» What you need to do:
Scale the listing below starting at its first line and ending at the line containing "668 200 L 668", reproducing only those lines, requests included, with every outline coordinate in the answers multiplied by 1.05 and rounded to a whole number, halves rounded up. Leave the pictures out.

Lines of data:
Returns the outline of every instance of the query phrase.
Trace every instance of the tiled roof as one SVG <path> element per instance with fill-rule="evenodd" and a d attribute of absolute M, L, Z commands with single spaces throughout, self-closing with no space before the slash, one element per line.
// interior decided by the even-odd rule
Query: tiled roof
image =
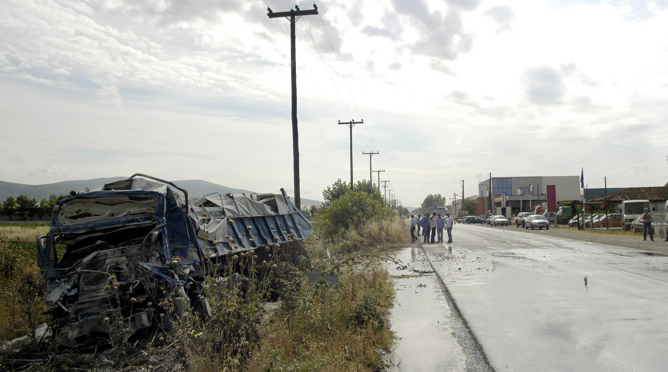
<path fill-rule="evenodd" d="M 668 200 L 668 186 L 651 187 L 629 187 L 605 195 L 591 197 L 587 201 L 622 201 L 623 200 L 649 200 L 664 201 Z"/>

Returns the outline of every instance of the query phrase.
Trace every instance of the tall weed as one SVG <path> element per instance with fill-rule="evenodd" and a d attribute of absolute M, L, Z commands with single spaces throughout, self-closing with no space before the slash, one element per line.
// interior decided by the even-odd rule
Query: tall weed
<path fill-rule="evenodd" d="M 22 259 L 9 239 L 0 235 L 0 341 L 34 332 L 46 321 L 41 315 L 45 309 L 41 301 L 45 292 L 37 265 Z"/>
<path fill-rule="evenodd" d="M 35 237 L 45 235 L 49 232 L 48 225 L 37 225 L 30 223 L 23 225 L 12 223 L 0 225 L 0 235 L 7 236 L 13 241 L 23 243 L 35 243 Z"/>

» The response:
Returns the outline of every instance of the query phrase.
Trace every instance of the tiled roof as one SVG <path> element per instance with fill-rule="evenodd" and a d attribute of absolute M, L, Z commands with single spaces throughout, self-closing with no space before the slash, one element per line.
// interior decided by the even-odd rule
Query: tiled roof
image =
<path fill-rule="evenodd" d="M 701 210 L 701 195 L 684 196 L 660 196 L 635 205 L 621 207 L 616 211 L 653 211 L 654 210 L 681 210 L 697 211 Z"/>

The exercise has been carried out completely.